* Assigned task
Precise copying is required. Return the data below in full.

* Extracted records
⁂

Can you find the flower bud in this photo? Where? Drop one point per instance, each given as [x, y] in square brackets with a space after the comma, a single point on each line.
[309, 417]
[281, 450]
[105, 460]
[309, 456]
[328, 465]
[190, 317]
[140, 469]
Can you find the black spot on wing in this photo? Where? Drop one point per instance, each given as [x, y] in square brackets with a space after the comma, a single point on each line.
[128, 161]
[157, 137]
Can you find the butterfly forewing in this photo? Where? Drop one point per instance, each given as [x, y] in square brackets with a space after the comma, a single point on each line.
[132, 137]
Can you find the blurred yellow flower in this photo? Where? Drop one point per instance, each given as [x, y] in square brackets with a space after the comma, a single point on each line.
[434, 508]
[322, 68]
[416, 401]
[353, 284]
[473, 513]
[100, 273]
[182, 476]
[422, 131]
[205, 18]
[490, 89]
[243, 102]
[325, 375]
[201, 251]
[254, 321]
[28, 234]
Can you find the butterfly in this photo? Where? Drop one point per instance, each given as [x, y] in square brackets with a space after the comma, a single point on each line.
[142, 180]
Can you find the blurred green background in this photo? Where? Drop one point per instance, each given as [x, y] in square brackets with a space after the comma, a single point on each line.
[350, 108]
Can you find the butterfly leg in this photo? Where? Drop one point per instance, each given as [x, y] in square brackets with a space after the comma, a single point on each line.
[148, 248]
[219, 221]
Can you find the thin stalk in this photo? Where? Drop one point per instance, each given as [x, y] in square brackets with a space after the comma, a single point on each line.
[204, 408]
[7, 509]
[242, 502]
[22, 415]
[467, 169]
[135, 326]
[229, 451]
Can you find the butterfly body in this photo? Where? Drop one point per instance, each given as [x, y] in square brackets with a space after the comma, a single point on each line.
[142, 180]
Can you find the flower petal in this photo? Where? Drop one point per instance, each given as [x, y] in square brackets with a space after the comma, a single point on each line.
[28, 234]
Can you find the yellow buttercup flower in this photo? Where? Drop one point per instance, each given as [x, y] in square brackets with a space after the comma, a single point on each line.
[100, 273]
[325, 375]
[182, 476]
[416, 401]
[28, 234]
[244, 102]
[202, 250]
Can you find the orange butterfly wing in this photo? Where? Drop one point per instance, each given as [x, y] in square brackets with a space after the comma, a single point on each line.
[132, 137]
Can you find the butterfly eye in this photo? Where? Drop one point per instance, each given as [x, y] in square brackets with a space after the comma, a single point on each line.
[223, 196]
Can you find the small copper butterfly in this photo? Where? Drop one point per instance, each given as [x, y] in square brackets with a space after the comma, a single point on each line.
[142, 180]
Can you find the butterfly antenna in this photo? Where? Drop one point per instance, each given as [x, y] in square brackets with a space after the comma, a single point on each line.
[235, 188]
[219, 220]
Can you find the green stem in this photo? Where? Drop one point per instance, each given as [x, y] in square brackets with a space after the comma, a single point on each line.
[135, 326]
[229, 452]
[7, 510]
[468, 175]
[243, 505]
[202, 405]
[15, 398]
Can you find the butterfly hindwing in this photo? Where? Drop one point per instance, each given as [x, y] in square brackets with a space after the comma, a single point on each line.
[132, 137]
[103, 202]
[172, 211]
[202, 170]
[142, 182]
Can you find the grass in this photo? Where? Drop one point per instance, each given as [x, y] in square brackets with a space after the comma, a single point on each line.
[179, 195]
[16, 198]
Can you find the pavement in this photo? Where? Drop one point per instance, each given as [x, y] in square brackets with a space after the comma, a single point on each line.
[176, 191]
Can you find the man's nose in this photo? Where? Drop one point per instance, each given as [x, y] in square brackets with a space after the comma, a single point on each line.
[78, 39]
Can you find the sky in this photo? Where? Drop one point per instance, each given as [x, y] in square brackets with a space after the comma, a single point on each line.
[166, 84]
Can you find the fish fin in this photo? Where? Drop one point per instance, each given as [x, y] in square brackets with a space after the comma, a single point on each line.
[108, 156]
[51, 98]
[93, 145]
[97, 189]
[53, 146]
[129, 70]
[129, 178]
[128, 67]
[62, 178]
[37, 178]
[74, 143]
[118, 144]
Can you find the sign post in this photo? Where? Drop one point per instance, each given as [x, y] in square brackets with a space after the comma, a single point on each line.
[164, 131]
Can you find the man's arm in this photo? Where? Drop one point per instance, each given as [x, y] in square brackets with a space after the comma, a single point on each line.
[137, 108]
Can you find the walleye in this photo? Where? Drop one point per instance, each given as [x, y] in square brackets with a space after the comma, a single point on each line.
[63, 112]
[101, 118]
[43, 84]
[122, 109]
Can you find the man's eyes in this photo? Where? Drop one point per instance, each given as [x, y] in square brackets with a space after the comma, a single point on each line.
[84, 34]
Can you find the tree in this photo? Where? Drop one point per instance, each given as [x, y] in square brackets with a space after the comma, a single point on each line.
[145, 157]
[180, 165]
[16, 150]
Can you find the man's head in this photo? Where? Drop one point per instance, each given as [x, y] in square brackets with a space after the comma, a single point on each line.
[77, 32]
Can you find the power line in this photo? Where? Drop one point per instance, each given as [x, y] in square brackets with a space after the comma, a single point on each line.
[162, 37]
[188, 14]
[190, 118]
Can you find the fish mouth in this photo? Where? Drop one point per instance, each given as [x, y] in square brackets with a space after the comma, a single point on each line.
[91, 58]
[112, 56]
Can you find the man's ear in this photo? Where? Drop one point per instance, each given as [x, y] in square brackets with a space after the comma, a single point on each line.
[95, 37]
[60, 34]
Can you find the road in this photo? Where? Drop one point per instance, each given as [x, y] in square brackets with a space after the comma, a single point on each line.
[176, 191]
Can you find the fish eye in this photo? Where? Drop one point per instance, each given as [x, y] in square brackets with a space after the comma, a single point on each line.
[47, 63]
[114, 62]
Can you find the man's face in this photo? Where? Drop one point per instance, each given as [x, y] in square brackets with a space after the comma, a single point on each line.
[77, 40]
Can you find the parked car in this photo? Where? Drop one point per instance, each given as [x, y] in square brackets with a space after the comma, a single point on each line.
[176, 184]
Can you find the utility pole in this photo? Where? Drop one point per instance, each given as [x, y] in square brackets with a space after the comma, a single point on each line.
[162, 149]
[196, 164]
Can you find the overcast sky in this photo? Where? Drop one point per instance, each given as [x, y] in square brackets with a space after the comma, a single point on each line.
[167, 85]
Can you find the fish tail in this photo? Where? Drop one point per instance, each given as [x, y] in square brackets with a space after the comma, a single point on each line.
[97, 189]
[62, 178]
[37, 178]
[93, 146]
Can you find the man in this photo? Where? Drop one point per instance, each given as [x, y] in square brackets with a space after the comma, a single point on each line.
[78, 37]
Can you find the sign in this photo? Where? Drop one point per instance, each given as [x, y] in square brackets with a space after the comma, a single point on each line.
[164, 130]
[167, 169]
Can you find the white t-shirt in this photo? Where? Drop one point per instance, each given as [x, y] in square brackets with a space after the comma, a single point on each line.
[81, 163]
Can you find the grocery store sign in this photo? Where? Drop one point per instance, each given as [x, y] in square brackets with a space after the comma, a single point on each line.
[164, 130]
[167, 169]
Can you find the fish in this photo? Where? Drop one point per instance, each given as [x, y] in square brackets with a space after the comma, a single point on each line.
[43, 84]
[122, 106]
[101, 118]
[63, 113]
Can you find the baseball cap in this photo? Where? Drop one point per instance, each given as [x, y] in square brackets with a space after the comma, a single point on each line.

⁂

* Answer
Can you find the flower bud in this photo? Where? Drop one point per instance, each given as [x, y] in square brackets with a space after the comma, a single point on each line.
[309, 417]
[281, 450]
[105, 460]
[309, 456]
[328, 465]
[190, 317]
[140, 469]
Can you find the black spot on wing in this photo? Where? Drop one point per instance, each given as [x, y] in square brackets with a space after the comma, a single point on each line.
[128, 161]
[157, 137]
Can you find the butterfly forewing in this photo? Where? Drop one point per instance, each given as [x, y] in square brackets with a space after the comma, a single point on each line.
[132, 137]
Can you find the blurred yellow flower in this photo? Where? Drop one point per instance, each given as [x, y] in square brackets with a space after the comma, a single point on each line.
[434, 508]
[322, 68]
[416, 401]
[353, 284]
[473, 513]
[100, 273]
[182, 476]
[422, 131]
[205, 18]
[490, 89]
[243, 102]
[325, 375]
[201, 251]
[254, 321]
[28, 234]
Can you find the butterfly in this photo? Where? Drop one point per instance, each given as [x, y] in square brackets with a space after the comma, a single point on each line.
[142, 180]
Can you find the blurred green background in this photo? Where? Drop one point per instance, each given as [x, y] in square brackets with a space after the comma, a single point on each line.
[350, 108]
Can you find the butterfly leg in this photo? Where? Drop one point per instance, each given as [x, y] in square brackets with a space after the comma, a single point on each line.
[148, 248]
[219, 221]
Can you find the thin stalk in this photo? Where? Drop one point per instance, each given as [x, y] in square brackets with a space after the comma, a single point on each line.
[204, 408]
[7, 509]
[242, 502]
[22, 415]
[467, 169]
[135, 326]
[229, 451]
Can you find the butterfly body in this photo? Where? Drop one point per instance, each given as [x, y] in square brackets with a space after the comma, a single point on each line.
[142, 180]
Can you find the flower petal in this photo? Where? Drop one point per instance, each given as [x, y] in square brackets with a space after the comma, a single point on each line.
[28, 234]
Can you find the yellow buttercup flower in this photo? Where? Drop one point per instance, each given as [x, y] in square brackets with a space after the comma, a single point on each line.
[100, 273]
[325, 375]
[182, 476]
[416, 401]
[28, 234]
[244, 102]
[202, 250]
Can you find the orange butterfly wing in this photo? Where? Drop one point per instance, each given as [x, y] in square brackets with a space after the comma, a single point on each line.
[132, 137]
Can you find the butterfly eye in this photo? Where? Drop one point per instance, each given as [x, y] in square brackets with a space after the comma, a single point on each line.
[223, 196]
Can you find the small copper butterfly in this photo? Where? Drop one point per instance, each given as [x, y] in square brackets with a space after the comma, a single point on each line.
[142, 180]
Can you find the butterfly antenna in this photo? Where? Drop one point per instance, each given as [x, y] in square brackets with a space after the comma, a single point on each line.
[235, 188]
[219, 220]
Can you find the green stem in this photo? Where? Drop one point per instance, each given as [x, y] in square brackets with a space after the comma, a single point on each line.
[135, 326]
[229, 452]
[7, 510]
[468, 175]
[243, 505]
[202, 405]
[15, 398]
Can you find the butterfly hindwing in this photo? Where? Drop one point per instance, each given as [x, y] in square brackets with a space after the comma, a single point on each line.
[132, 137]
[103, 202]
[172, 211]
[202, 170]
[142, 182]
Can you find the grass in this photo? Where? Drop one point per instance, each given as [x, y] in square brackets with a space after the comma, a single point on each line.
[179, 195]
[16, 198]
Can you find the pavement in this photo? Where? Drop one point per instance, each given as [x, y] in square brackets with a space after the comma, a single point on each line.
[176, 191]
Can you find the man's nose in this photo? Where? Drop one point per instance, each given as [x, y] in square brackets with a space after the comma, a single point on each line.
[78, 39]
Can you find the sky in this photo? Where? Drop one point per instance, each given as [x, y] in square brackets with a space after the comma, a single point on each line.
[166, 84]
Can you find the fish fin in this photo? Where? Drop one point per instance, each given as [x, y] in square brackets with a space after the comma, a single point on each line.
[108, 156]
[51, 98]
[93, 145]
[97, 189]
[53, 146]
[129, 70]
[129, 178]
[128, 67]
[62, 178]
[37, 178]
[74, 143]
[118, 144]
Can you find the sign post in this photo? Where? Drop one point per instance, each given as [x, y] in square brackets with a space after the comma, a single point on each line.
[164, 131]
Can you find the man's arm in this photo? Where? Drop one point per instance, each given as [x, y] in square brackets with a space after the comma, a single point on each line.
[137, 108]
Can you find the walleye in this photo? Where? Drop one point per instance, each given as [x, y] in square brackets with a space after the comma, a single point on each line.
[63, 112]
[101, 118]
[43, 84]
[122, 109]
Can you find the man's eyes in this photo? Where? Drop one point per instance, each given as [x, y] in square brackets with a space after the comma, a single point on each line.
[84, 34]
Can you find the tree in this photo? Where? Drop one point per instance, each given as [x, y] in square brackets with a space after the comma, a single point on each line.
[145, 157]
[180, 165]
[16, 150]
Can you find the man's head in this photo? Where? Drop one point per instance, each given as [x, y] in square brackets with a space after the comma, a single point on each line.
[77, 32]
Can you find the power line in this photo? Where? Drop one point per instance, each given as [x, y] in square brackets with a space after the comma, a single point on each line.
[162, 37]
[188, 14]
[190, 118]
Can you find the fish mouth in this photo? Where? Drop one point per instance, each given as [x, y] in square brackets with a space after the comma, a single point on each line.
[91, 58]
[112, 56]
Can you find the man's ear in this photo? Where? Drop one point per instance, each given as [x, y] in square brackets with a space after the comma, a single point on each line.
[95, 37]
[60, 34]
Can you find the road in this photo? Where? Drop one point per instance, each given as [x, y] in square brackets with a space after the comma, a single point on each line.
[176, 191]
Can you find the fish eye in this photo? Where? Drop one point per instance, each given as [x, y] in square brackets with a space after the comma, a single point on each line.
[47, 63]
[114, 62]
Can you find the man's face in this photo? Where? Drop one point per instance, each given as [x, y] in square brackets with a space after the comma, a single point on each line.
[77, 40]
Can you find the parked car in this photo? Where? Drop one point per instance, each given as [x, y] in square brackets with a space after the comma, a single point on each line.
[176, 184]
Can you find the utility pole in this photo? Where? Drop one point per instance, each given as [x, y] in square brackets with a space after the comma, a single point on each line.
[162, 149]
[196, 164]
Can you find the overcast sky in this photo? Where? Drop one point per instance, each given as [x, y] in square brackets with a space after the comma, a single point on each line.
[167, 85]
Can you find the fish tail in this photo? Where? Drop one point per instance, each given as [x, y] in square brackets with a space after the comma, a single point on each line.
[97, 189]
[62, 178]
[37, 178]
[93, 146]
Can you find the man in this photo? Where? Drop one point per instance, each given as [x, y] in square brackets with a space after the comma, a single point on each line.
[78, 37]
Can you find the sign in this photo? Where? Drop one point per instance, each given as [x, y] in square brackets with a space after the comma, a single point on each line.
[164, 130]
[167, 169]
Can you find the white t-shirt in this photo? Where? Drop one point per instance, each given as [x, y] in square brackets with a space after the comma, a single point on each line.
[81, 163]
Can you find the grocery store sign in this photo? Where? Drop one point per instance, each given as [x, y] in square brackets with a space after the comma, a single point on each line.
[164, 130]
[167, 169]
Can you find the fish in this photo? Where? Drop one point per instance, each given as [x, y] in square brackets with a space after the comma, a single point on each line.
[43, 84]
[122, 106]
[101, 118]
[63, 113]
Can you find the baseball cap in this photo? Where? Drop one point per instance, each given as [x, y] in square brackets with a space after the comma, a single point on each line.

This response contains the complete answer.